____ Texto para leitura

POR TRÁS DE TODO JOHN, HÁ UMA JACKIE...

★★★★★★★★☆☆
Título: Jackie
Ano: 2016
Gênero: Drama, Biografia
Classificação: 14 anos
Direção: Pablo Larraín
Elenco: Natalie Portman, Peter Sarsgaard, Greta Gerwig, Billy Crudup
País: Chile, França, Estados Unidos
Duração: 100 min.

SOBRE O QUE É O FILME?
A morte de JFK sobre o ponto de vista de Jacqueline Kennedy nos quatro dias que sucederam a morte de seu marido.

O QUE TENHO A DIZER...
Após alguns segundos do início do filme, Jacqueline Kennedy (Natalie Portman) aguarda a chegada de um jornalista, interpretado por Billy Crudup. Este personagem é o único que não leva um nome, mas sabe-se que é uma referência direta a Theodore H. White, o único e premiado jornalista ao qual ela aceitou conceder entrevista uma semana após a morte de John Kennedy, em um encontro que durou mais de oito horas e resultou na publicação de apenas duas páginas da revista Life.

A história do filme focará nos quatro dias que sucederam a morte de JFK, desde o fatídico momento em que leva o primeiro dos dois tiros que o matou, até o espetaculoso funeral de proporções só vistas décadas depois, com a morte de Diana. Tudo isso recriado nos mínimos detalhes, tal qual conhecemos através dos arquivos audiovisuais da época que se solidificaram na memória histórica, os quais também são utilizados no filme, misturados de maneira imperceptível em meio às cenas reconstituídas, num competente trabalho realizado pelo diretor chileno Pablo Larrín.

Entre o início do fim da era de Camelot e o seu fim propriamente dito, o filme tentará recriar, de maneiras ora fictícias, porém relevantes, o ponto de vista de Jacqueline Kennedy sobre toda a situação. Muito já se falou ou se mostrou a respeito de John Kennedy e sua morte, como Oliver Stone fez em JFK (1991), mas nenhum filme ou mini-série pareceu se preocupar além do superficial sobre o que teria acontecido a Jacqueline durante aqueles dias, ou como é que ela conseguiu administrar tantas responsabilidades de uma única vez em um espaço de tempo quase inexistente para lidar com a própria dor de uma situação tão traumatizante pela qual passou.

________

**Exercício curto**
Transcreva, sem mudar nada, o trecho do texto sobre o filme Jackie que começa nas palavras "A história do" e termina depois de "chileno Pablo Larrín.". A listagem não tem nenhuma relação com o texto sobre o filme Jackie.

____ Material coletado

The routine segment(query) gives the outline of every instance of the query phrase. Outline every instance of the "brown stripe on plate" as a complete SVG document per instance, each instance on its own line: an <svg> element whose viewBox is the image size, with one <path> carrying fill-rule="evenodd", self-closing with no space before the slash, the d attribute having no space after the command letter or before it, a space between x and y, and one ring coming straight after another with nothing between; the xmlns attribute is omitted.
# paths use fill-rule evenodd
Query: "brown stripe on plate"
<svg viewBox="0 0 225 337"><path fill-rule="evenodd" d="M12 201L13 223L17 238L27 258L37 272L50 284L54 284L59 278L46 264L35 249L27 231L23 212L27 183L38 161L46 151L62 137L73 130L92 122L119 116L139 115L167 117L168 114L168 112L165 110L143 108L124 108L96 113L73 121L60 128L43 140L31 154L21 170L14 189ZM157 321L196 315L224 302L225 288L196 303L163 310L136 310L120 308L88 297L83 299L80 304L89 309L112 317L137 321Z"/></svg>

________

**Solução da tarefa**
A história do filme focará nos quatro dias que sucederam a morte de JFK, desde o fatídico momento em que leva o primeiro dos dois tiros que o matou, até o espetaculoso funeral de proporções só vistas décadas depois, com a morte de Diana. Tudo isso recriado nos mínimos detalhes, tal qual conhecemos através dos arquivos audiovisuais da época que se solidificaram na memória histórica, os quais também são utilizados no filme, misturados de maneira imperceptível em meio às cenas reconstituídas, num competente trabalho realizado pelo diretor chileno Pablo Larrín.